• **Assigned task**: Copy nothing but the lines below running from the line containing "Spot the shoreline" through the line containing "[[380, 518], [594, 369]]", both end lines included.

Point localization data:
┄┄┄┄┄┄┄┄┄┄

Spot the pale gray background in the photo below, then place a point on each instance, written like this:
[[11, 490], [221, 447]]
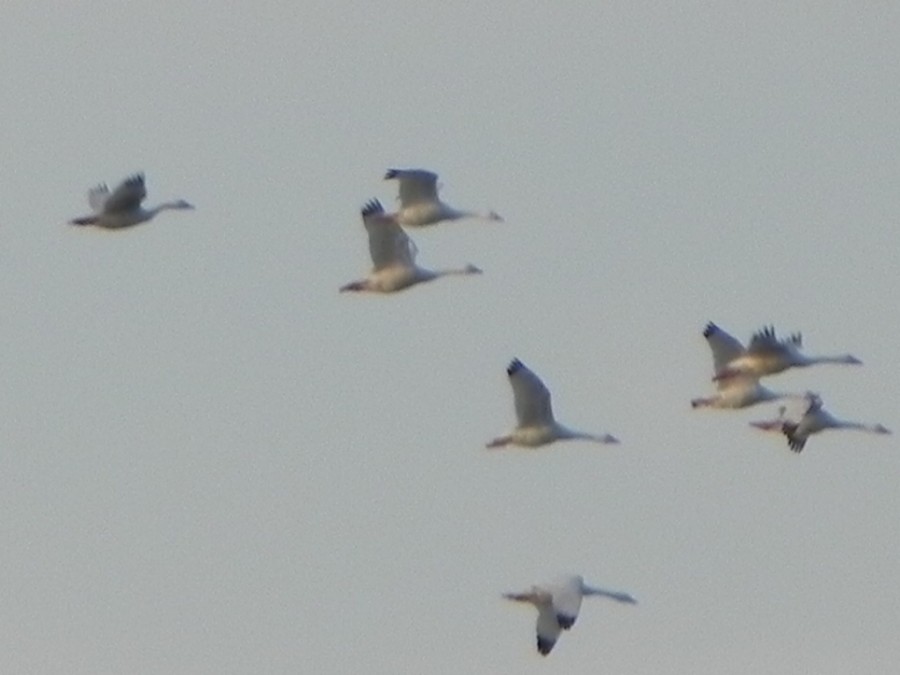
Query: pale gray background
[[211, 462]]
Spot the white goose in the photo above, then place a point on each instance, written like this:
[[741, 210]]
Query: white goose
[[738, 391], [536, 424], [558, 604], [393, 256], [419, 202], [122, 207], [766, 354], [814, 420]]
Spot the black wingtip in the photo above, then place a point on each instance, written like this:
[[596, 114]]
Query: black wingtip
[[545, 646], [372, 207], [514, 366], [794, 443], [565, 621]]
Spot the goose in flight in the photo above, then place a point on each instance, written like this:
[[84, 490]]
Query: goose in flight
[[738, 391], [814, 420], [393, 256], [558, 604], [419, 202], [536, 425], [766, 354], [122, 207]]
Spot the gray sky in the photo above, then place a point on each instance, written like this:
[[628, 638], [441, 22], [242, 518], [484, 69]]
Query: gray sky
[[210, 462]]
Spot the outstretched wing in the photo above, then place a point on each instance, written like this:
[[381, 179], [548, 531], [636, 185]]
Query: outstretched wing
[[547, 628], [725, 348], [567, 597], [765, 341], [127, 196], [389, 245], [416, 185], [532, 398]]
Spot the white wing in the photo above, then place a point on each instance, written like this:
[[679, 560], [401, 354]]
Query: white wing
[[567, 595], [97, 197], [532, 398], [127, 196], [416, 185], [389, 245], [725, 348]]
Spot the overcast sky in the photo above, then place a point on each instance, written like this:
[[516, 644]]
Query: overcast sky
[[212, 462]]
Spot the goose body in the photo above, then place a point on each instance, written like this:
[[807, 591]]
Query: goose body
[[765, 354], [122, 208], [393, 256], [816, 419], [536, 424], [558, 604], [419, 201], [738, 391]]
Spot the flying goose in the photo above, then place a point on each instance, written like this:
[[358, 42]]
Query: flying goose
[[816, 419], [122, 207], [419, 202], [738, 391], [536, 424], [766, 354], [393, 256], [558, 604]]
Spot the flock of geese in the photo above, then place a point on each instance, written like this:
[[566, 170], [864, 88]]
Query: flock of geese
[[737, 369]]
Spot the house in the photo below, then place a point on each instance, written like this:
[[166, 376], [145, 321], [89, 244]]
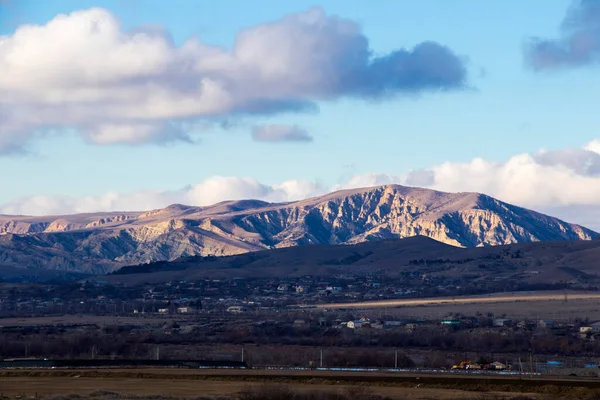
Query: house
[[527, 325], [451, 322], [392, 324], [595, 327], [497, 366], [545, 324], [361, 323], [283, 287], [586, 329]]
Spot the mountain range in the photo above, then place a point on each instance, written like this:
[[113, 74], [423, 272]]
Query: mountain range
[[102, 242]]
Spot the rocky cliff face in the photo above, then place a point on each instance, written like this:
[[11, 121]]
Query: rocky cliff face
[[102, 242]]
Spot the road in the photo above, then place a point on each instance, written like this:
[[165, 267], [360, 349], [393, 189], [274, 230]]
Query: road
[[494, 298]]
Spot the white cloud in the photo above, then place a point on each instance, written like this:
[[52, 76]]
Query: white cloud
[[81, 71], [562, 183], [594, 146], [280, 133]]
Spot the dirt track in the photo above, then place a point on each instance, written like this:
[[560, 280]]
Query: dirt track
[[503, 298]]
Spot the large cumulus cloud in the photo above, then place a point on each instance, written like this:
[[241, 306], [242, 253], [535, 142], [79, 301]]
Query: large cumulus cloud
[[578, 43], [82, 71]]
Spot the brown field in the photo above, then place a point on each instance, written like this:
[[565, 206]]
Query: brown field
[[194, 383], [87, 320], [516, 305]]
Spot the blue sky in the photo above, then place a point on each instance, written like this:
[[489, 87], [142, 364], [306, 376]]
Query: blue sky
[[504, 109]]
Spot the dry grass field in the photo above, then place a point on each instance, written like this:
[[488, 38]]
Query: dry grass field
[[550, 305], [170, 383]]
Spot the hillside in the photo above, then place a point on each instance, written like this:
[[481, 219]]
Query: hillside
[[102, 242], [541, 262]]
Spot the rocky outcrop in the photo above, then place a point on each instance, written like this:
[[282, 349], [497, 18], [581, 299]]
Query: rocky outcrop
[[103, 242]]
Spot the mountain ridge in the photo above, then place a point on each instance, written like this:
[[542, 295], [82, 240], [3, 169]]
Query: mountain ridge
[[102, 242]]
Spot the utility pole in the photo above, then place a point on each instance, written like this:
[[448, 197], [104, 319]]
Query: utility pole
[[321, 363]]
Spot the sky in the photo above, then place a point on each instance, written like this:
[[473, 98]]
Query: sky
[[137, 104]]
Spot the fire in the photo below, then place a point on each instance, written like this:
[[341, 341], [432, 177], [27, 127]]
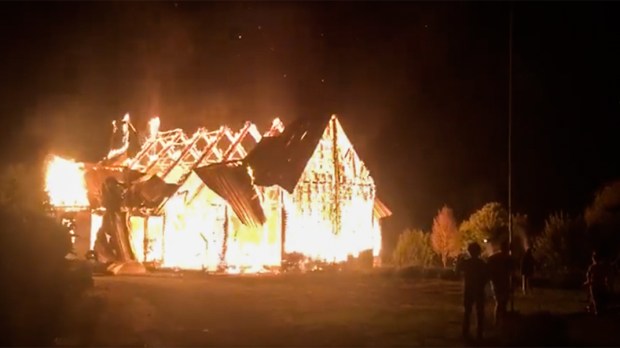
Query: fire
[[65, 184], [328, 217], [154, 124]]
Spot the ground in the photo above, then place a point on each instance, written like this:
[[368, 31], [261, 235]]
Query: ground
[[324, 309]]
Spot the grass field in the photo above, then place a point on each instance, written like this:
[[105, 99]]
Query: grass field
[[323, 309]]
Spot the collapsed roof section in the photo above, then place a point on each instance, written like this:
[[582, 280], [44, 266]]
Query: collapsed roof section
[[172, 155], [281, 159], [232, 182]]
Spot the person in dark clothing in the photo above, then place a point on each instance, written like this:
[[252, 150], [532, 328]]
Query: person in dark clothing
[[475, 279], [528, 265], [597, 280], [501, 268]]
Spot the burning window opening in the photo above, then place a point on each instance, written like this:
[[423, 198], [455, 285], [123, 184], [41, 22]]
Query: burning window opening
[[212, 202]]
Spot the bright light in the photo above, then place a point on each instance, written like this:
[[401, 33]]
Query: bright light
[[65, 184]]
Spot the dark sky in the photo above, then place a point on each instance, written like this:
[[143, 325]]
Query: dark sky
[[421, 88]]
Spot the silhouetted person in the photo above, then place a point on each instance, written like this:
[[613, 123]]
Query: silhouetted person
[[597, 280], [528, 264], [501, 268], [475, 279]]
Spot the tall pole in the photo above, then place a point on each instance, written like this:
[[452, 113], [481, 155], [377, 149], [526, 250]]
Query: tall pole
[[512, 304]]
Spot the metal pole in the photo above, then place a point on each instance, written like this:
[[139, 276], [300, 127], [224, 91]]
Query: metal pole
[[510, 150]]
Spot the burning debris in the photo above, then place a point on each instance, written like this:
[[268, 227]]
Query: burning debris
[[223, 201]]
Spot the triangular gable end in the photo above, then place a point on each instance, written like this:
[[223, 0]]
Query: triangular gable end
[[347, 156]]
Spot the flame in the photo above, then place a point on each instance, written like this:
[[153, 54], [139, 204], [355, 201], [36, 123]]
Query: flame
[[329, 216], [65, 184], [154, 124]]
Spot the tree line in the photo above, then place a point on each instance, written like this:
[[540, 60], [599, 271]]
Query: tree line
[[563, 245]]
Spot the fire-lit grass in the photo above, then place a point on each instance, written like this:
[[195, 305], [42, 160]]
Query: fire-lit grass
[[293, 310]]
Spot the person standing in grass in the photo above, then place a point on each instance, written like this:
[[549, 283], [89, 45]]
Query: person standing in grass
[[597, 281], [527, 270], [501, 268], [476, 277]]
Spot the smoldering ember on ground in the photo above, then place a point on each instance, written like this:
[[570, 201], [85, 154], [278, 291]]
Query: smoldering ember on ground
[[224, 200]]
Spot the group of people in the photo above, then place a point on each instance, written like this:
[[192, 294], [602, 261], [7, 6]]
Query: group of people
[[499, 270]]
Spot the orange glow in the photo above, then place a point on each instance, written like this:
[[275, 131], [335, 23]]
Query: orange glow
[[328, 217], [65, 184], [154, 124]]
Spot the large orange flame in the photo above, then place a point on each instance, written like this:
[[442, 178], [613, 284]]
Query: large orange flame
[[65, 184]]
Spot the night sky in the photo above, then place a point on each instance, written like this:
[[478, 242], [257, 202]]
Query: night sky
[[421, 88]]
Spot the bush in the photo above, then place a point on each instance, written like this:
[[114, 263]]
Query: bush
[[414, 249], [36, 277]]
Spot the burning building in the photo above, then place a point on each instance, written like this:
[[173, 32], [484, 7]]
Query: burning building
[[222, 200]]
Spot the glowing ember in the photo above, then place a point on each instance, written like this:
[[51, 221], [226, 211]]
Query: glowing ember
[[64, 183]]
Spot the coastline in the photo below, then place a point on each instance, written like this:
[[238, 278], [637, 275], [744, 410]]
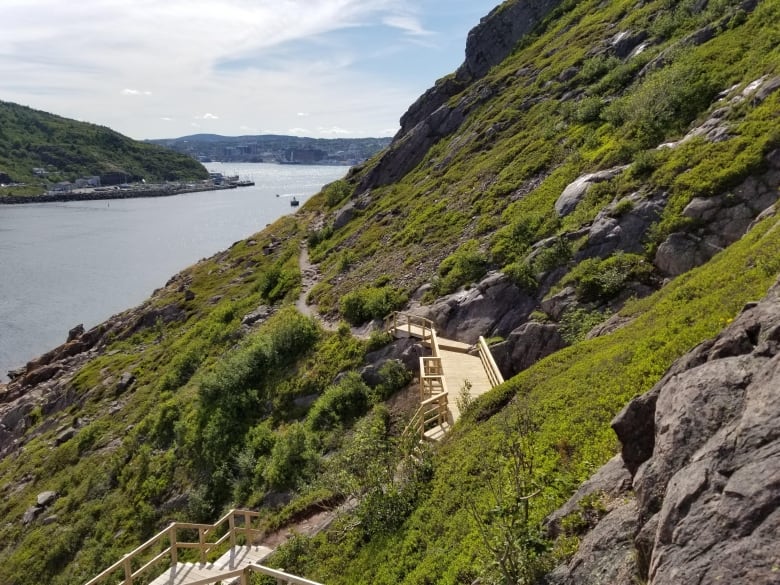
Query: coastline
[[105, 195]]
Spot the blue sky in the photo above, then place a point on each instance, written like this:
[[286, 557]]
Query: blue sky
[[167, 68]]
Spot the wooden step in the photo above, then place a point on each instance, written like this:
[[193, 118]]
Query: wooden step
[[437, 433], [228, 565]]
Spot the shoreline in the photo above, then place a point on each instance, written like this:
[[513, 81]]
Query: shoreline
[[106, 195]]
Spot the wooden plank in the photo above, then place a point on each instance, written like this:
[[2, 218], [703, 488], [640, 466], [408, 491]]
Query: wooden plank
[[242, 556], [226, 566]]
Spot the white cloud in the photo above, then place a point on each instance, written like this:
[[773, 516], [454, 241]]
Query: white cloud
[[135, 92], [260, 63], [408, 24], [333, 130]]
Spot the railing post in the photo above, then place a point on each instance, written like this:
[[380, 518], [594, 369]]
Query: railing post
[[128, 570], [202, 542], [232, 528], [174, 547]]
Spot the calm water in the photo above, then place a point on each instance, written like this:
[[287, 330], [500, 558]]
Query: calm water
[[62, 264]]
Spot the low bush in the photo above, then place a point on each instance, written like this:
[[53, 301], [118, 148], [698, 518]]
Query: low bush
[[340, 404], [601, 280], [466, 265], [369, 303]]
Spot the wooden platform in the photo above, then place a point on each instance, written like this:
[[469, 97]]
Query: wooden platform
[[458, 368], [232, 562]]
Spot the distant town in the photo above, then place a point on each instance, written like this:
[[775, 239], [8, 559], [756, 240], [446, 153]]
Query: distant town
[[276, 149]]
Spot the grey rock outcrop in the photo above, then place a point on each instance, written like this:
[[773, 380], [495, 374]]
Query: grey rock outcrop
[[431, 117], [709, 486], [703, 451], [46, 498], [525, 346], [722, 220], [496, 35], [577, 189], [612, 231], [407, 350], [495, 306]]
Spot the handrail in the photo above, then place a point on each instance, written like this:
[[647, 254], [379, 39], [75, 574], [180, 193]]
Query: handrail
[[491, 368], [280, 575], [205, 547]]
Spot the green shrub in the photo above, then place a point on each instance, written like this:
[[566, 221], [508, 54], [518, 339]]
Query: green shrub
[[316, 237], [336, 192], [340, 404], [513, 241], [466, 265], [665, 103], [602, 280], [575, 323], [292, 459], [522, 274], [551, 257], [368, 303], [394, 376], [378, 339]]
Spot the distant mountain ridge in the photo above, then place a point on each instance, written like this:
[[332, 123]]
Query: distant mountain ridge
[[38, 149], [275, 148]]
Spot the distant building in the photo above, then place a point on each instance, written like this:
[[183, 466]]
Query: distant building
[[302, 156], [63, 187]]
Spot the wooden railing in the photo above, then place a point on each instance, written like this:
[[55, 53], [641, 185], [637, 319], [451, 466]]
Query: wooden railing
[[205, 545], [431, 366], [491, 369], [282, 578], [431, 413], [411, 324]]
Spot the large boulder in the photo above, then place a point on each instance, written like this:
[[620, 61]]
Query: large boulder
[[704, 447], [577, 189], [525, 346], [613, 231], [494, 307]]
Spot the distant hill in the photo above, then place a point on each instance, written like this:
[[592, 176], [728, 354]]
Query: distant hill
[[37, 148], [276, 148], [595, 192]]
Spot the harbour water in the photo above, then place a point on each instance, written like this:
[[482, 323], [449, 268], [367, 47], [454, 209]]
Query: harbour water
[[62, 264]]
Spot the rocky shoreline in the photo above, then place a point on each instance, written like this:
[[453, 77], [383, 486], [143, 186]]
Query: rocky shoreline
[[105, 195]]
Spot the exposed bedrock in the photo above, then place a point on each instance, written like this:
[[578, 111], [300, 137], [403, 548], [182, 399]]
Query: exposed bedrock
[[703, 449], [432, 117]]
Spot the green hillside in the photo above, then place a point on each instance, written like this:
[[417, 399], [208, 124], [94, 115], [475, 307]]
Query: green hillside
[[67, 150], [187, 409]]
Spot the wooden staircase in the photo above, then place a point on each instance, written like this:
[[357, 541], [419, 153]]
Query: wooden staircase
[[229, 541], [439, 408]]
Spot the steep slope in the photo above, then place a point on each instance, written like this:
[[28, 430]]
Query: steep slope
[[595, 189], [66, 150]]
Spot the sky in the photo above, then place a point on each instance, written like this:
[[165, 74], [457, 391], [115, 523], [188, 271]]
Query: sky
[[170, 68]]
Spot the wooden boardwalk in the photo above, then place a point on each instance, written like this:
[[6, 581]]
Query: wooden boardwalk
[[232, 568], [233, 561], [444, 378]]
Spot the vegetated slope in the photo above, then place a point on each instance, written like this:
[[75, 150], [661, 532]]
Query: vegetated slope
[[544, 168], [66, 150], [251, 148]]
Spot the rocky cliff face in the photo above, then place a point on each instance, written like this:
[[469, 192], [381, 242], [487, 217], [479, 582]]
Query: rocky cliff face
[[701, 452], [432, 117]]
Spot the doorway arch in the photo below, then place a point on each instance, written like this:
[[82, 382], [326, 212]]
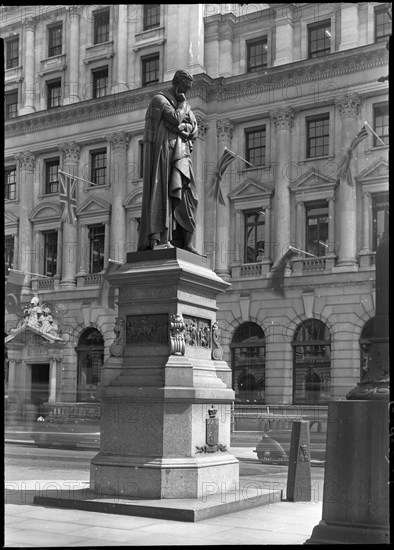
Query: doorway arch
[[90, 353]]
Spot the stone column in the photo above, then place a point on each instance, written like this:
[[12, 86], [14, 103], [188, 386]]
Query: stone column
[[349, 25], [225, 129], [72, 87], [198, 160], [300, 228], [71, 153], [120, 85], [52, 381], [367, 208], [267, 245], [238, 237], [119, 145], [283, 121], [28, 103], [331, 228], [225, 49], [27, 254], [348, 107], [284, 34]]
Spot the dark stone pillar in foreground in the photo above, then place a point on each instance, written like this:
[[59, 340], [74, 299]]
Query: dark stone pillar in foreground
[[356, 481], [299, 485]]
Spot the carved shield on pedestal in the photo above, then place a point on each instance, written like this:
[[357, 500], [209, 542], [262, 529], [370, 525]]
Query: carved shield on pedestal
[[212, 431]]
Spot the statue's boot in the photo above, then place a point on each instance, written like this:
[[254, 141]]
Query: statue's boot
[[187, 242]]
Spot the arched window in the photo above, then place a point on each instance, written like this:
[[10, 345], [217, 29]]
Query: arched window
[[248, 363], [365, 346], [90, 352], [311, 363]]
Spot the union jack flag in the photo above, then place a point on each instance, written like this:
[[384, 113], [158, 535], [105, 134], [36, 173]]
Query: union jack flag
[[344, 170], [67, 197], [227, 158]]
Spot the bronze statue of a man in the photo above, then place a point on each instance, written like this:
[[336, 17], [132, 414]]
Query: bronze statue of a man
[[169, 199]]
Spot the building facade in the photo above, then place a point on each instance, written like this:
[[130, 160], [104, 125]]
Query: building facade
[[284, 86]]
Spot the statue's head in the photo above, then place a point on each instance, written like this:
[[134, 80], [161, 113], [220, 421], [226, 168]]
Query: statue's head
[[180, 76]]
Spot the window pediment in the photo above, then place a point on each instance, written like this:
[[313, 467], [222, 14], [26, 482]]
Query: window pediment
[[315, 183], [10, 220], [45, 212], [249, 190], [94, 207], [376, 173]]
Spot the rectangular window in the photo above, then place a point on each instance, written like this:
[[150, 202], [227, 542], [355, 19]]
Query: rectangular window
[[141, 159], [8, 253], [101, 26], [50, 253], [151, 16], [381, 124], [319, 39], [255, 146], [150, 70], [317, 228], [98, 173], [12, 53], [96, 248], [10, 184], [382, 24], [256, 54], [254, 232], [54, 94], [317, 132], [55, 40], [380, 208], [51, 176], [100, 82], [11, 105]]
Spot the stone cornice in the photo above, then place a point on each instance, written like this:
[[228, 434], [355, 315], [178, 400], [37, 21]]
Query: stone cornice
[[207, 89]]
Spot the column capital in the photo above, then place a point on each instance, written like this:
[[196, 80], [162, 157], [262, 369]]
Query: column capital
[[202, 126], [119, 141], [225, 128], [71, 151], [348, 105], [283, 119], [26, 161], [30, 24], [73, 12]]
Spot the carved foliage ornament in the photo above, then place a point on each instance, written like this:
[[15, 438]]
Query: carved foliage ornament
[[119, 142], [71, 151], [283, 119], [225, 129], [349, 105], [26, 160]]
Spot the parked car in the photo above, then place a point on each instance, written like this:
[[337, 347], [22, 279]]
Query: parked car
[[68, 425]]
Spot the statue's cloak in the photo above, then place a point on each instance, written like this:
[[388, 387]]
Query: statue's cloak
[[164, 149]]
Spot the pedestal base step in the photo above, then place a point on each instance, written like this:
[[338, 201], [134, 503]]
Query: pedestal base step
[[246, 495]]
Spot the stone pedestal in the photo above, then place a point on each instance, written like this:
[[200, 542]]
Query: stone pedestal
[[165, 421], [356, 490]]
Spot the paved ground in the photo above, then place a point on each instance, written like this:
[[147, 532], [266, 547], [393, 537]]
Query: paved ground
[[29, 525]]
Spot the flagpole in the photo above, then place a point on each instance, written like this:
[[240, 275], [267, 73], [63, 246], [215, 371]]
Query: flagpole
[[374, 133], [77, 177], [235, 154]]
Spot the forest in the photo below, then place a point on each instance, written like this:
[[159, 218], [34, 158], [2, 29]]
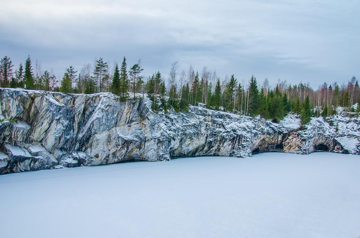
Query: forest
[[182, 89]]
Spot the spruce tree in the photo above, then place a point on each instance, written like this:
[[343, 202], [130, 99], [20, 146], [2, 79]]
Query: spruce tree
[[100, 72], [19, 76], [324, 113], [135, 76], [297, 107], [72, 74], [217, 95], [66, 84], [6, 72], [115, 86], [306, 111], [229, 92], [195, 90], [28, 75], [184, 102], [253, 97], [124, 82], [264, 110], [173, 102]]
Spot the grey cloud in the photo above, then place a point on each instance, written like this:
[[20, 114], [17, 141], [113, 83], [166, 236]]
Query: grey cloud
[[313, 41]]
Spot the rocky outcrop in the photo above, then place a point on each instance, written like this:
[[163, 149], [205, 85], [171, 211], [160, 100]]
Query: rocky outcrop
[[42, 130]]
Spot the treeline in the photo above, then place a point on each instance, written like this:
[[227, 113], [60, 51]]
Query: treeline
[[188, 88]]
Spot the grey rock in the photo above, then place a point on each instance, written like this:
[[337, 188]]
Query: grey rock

┄┄┄┄┄┄┄┄┄┄

• **Result of this task**:
Spot the shoreline in the photo above, then place a point on each instance, written like this:
[[513, 81]]
Query: shoreline
[[106, 195]]
Spot the wooden plank in the photo above, then place a point on each instance, written like this:
[[2, 218], [703, 488], [640, 466], [408, 491]]
Query: wooden plank
[[242, 556], [226, 566]]
Spot the white cloud in the photo above, then place a point on each instance, written like this:
[[773, 516], [454, 241]]
Query: white cloud
[[135, 92], [260, 63], [408, 24], [333, 130]]
Spot the railing post in the photo above, then place a point on each instance, written like this:
[[380, 518], [594, 369]]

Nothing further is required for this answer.